§ What you are asked to do
Reproduce every line of the listing below verbatim, without any alteration.

§ Exercise data
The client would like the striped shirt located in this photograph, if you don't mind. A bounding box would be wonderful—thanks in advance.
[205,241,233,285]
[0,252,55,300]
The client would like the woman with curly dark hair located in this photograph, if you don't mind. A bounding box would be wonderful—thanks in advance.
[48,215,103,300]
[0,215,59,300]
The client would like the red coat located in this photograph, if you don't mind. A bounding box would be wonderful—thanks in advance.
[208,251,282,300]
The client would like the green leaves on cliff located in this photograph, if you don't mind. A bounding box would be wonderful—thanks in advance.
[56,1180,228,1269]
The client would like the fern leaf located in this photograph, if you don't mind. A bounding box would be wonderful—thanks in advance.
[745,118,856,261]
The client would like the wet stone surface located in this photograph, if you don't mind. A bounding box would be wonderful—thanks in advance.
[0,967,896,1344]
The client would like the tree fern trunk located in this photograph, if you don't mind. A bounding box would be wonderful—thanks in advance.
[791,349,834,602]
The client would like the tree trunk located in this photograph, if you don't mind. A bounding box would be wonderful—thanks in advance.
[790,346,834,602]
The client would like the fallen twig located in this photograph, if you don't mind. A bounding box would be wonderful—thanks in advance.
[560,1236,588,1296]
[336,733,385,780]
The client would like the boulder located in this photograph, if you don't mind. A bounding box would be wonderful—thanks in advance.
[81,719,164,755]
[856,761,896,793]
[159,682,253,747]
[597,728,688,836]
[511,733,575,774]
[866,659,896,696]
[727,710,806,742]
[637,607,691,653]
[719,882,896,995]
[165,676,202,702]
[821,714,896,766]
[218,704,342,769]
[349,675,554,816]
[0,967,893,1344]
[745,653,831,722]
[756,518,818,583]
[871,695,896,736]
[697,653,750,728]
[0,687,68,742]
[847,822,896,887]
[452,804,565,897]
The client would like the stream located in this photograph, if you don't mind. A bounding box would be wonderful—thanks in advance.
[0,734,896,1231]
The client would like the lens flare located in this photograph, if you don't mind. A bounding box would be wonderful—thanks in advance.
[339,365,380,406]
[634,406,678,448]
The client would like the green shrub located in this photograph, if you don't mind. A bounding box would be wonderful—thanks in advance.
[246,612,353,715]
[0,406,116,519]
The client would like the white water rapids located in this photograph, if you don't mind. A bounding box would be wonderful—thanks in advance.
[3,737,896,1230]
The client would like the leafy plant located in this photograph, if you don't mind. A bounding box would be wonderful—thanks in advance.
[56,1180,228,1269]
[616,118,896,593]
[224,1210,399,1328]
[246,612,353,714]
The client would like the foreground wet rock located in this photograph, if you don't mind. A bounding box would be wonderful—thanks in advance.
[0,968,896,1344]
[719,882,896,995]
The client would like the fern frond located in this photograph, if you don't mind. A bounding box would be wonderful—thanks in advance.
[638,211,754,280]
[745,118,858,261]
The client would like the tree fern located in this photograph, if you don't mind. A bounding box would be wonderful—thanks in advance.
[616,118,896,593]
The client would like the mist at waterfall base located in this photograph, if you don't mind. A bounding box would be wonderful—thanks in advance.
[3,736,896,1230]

§ Task output
The client would like the striped shirt located in this photograph, if you don't mind. A bounding box would be wonderful—thanks in advance.
[205,241,233,285]
[0,252,55,300]
The client would like the woman with curly dark hair located in this photograph, if you don't mind. A bounding box would be wonderful—thanks in advance.
[48,215,103,300]
[0,215,59,300]
The client would like the red coat located in this photograph, if you don't mind. A bounding box would be wonderful—thanks in advance.
[208,251,282,300]
The client would like the green leaves on cliff located in this photograph, if you don't mind. A bounding box would be wonderful—thanks in advance.
[56,1180,228,1269]
The client would like the fern leaf located in this photograph, if you don't mind. A bounding box would be wonderful—thanks in advance.
[745,118,856,261]
The client would like the wet stone surface located in this photograph, if you don't mind. A bounding box would be wonderful—thanks in advance.
[0,967,896,1344]
The client would like the tree fern trunk located in this photograph, if you don't mind. A bounding box would be wonderful—thanks in advance.
[791,349,834,602]
The client would like the tree trunk located in this photograph, if you don't mind. A bounding box would be wonderful—thanks in advance.
[790,346,834,602]
The client would like the fallen twig located in this photograph, if you don't mind. A bounding box would be wonderful—thanks in advance.
[560,1236,588,1296]
[336,733,385,780]
The client would like the boulder located in this photograph, if you don't mind. A bounding box would be wonderful—thanks in advance.
[81,719,164,755]
[856,761,896,793]
[159,682,253,747]
[597,728,688,836]
[511,733,575,774]
[866,659,896,696]
[727,710,806,742]
[637,607,691,653]
[719,882,896,995]
[165,676,202,702]
[821,714,896,766]
[218,704,342,769]
[349,675,554,816]
[0,967,893,1344]
[745,653,831,722]
[756,518,818,583]
[871,695,896,736]
[697,653,750,728]
[0,687,68,742]
[847,822,896,887]
[452,804,565,897]
The client would like the stream located in this photograph, if you don't mind. A bounding box would be wonderful—thanks in advance.
[0,734,896,1231]
The client would like the lens flare located in this photograph, if you don't mind. A bounding box would be wonderful—thanks in advance.
[339,365,380,406]
[634,406,678,448]
The client would like the green shrub located in this photograph, if you don't mind. A bounding box would be wonderful—thanks in advance.
[246,612,353,715]
[0,406,116,519]
The client would like the white water rapids located in this photograph, if you don't mind. A bounding box would be wonderful—thanks in advance.
[3,737,896,1230]
The client would like the leafy plant located in this photograph, if you don't mind. A bounding box would be wonderful—thanks in advance.
[56,1180,228,1269]
[616,118,896,593]
[224,1210,399,1328]
[246,612,353,714]
The client would like the foreground wet rock located in this photograph, if you don't mind. A bounding box would be wonderful—thanks in advance.
[0,968,896,1344]
[719,882,896,995]
The client would like the fern frond located in this photograph, if you don't mind. A bounding box would be wonderful—thanks in advance.
[638,211,754,280]
[745,118,858,261]
The client would like the tree fern located in this photograph, if you don't mind. A bounding box would be wonderful—thanks in advance.
[616,118,896,593]
The client would like the mist at waterfall base located in this photograph, if you don't mind. A bounding box would be wonderful—thanks in advance.
[3,736,896,1230]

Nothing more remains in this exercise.